YOUR INSTRUCTIONS
In the records below, find the line containing "For every instance of the rickshaw"; copy exactly that line and all lines after it to the end, and nothing else.

RECORDS SUPPLIED
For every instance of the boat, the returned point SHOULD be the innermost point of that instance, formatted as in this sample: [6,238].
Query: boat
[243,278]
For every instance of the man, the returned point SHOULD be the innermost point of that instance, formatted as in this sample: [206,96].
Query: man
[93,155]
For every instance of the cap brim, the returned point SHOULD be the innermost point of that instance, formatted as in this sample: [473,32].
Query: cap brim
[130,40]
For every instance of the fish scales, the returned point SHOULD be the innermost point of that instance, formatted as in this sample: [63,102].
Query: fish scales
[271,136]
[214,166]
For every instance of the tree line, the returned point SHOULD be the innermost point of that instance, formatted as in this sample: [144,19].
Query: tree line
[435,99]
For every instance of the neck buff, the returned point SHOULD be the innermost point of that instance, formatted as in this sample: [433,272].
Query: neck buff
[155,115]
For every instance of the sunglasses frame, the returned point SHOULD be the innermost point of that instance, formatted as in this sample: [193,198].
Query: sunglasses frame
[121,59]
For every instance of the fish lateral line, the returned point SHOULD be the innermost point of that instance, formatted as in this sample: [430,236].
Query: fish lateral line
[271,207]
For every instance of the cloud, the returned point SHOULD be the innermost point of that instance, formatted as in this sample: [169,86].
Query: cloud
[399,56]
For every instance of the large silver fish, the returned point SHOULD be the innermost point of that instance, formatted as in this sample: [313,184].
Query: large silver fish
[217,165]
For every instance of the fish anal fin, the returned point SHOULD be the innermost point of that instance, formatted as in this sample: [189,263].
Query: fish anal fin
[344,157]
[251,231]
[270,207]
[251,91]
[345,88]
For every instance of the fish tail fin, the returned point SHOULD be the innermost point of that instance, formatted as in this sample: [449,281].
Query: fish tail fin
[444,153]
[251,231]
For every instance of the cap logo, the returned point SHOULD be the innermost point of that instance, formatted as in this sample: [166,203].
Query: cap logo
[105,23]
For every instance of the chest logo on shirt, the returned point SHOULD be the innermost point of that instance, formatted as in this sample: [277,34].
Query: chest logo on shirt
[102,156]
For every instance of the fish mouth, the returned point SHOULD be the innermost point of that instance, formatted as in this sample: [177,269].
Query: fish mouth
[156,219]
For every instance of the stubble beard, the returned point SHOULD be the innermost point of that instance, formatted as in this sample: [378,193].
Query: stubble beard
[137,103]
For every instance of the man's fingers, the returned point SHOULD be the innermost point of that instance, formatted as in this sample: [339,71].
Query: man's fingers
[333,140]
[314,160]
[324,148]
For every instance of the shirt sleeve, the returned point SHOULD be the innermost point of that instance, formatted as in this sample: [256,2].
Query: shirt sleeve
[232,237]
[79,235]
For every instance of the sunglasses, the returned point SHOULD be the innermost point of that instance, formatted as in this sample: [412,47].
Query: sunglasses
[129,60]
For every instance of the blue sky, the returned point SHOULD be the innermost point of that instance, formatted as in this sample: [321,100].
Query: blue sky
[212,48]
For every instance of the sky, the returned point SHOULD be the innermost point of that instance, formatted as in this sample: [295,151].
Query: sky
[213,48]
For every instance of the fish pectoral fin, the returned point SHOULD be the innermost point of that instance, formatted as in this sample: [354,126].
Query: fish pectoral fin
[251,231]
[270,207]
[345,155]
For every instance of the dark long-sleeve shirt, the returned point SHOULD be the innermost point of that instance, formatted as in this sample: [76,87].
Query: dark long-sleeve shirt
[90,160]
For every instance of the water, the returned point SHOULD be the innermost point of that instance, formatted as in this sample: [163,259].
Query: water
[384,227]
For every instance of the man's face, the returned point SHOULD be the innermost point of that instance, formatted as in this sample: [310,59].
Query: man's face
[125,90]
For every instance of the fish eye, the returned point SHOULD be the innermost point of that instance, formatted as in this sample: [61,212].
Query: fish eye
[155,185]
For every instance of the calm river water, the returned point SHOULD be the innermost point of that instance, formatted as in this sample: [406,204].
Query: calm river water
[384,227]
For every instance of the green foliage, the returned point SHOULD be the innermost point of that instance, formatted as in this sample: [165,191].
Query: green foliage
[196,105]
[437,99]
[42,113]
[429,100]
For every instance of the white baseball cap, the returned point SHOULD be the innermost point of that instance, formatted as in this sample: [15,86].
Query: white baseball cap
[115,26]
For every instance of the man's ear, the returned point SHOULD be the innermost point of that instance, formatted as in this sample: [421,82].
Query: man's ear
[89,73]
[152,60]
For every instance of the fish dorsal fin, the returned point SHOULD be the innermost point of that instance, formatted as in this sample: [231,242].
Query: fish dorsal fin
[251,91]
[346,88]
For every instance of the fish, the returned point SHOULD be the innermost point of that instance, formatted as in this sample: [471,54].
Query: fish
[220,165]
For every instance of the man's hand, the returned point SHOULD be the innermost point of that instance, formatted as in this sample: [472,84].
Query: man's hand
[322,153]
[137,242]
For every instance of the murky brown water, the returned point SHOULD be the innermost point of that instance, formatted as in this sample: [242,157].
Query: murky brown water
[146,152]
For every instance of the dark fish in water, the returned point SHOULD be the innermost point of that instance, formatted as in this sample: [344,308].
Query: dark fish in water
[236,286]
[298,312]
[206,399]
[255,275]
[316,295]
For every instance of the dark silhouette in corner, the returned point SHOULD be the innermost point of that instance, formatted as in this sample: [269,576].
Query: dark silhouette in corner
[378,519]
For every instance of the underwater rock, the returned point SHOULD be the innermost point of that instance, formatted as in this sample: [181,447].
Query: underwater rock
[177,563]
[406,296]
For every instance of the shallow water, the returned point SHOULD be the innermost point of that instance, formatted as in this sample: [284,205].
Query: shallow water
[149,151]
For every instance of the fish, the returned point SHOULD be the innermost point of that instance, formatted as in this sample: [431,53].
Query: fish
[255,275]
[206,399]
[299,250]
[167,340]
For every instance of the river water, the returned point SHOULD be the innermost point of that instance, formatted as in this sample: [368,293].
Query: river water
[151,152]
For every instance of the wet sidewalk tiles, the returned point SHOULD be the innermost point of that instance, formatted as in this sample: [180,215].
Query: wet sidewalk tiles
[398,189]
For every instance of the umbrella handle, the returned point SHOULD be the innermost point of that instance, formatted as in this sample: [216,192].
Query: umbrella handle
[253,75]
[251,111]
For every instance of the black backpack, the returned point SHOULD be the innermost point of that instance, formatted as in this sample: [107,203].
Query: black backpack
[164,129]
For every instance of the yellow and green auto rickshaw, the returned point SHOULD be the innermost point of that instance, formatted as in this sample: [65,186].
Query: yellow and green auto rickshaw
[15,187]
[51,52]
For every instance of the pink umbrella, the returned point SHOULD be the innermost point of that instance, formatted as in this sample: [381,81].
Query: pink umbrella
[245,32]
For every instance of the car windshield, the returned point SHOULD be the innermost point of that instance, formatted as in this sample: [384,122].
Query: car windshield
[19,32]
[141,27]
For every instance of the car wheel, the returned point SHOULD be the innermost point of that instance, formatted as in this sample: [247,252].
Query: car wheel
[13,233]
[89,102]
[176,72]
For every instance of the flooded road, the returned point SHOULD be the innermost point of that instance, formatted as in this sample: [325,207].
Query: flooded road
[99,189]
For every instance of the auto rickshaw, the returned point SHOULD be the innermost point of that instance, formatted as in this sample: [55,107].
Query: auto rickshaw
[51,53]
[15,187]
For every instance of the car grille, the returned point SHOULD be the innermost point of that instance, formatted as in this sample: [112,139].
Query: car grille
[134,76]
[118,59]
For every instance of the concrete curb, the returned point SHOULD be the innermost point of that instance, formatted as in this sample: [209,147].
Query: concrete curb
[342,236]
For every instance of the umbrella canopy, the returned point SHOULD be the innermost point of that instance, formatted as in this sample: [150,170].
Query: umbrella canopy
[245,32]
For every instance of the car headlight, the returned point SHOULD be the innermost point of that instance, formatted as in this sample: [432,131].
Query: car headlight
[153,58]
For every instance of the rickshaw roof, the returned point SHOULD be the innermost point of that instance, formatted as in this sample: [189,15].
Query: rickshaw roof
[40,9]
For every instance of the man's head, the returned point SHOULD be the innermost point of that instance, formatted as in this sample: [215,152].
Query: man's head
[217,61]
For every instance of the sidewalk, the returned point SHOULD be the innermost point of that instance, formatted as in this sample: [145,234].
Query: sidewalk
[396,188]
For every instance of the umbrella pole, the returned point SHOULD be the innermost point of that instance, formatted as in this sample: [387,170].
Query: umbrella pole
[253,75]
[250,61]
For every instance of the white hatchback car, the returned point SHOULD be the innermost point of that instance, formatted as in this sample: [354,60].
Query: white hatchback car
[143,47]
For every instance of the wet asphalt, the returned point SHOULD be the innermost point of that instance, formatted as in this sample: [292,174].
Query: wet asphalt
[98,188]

RESPONSE TO THE TASK
For every instance of the rickshaw roof, the returned point SHOULD be the innermost point of that instance, formatted as in this sample: [189,15].
Query: rickshaw roof
[40,9]
For every instance of the man's head, the returned point SHOULD be the innermost point of that instance, formatted as in this sample: [215,152].
Query: man's head
[217,61]
For every instance of the sidewalk, the returned point SHOULD be the innermost point of that instance, formatted as in this sample: [145,234].
Query: sidewalk
[396,188]
For every instance of the umbrella pole, the returned point SHOULD be the innermost point of that instance, formatted as in this sample: [387,170].
Query: umbrella pole
[253,75]
[250,61]
For every instance of the white hatchback car, the returned point SHOULD be the innermost point of that instance, formatted as in this sample: [354,60].
Query: white hatchback car
[143,47]
For every instance of the wet asphalt, the returned point SHOULD be the innermost point of that instance, formatted as in this sample: [292,174].
Query: wet asphalt
[98,188]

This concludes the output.